Données fournies –
========

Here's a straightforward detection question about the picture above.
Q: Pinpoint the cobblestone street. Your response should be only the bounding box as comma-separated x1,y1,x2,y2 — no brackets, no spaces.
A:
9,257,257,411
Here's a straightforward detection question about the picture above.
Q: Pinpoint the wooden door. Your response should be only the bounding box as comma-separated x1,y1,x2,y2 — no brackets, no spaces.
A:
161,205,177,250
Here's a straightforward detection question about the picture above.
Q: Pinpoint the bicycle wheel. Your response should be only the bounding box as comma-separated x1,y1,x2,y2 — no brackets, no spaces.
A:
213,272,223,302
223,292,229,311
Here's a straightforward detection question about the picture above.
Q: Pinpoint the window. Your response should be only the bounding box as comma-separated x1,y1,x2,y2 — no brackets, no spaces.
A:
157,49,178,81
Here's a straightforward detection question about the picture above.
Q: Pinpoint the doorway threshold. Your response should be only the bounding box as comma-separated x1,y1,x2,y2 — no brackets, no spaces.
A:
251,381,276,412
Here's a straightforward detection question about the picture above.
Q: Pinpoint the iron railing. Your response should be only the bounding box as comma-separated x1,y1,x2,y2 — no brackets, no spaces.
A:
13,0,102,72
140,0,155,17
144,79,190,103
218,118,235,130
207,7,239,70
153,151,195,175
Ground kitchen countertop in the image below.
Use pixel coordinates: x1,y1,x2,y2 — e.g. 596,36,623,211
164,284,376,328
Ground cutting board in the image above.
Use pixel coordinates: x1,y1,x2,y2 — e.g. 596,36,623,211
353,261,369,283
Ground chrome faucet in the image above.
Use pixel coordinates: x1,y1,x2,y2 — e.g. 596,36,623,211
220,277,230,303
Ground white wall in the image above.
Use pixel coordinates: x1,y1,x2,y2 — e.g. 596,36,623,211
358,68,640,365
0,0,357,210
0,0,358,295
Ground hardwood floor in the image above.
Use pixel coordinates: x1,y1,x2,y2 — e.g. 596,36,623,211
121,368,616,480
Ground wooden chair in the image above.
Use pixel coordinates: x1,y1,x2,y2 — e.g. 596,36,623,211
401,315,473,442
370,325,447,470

========

Consigne – Extrayez des entrées ci-dessus chaque ligne qui contient le mot « Ground ».

Réponse –
Ground kitchen countertop in the image below.
Ground cutting board in the image above.
Ground chrome faucet in the image above.
Ground white wall in the image above.
Ground hardwood floor in the image above.
Ground wooden chair in the image above.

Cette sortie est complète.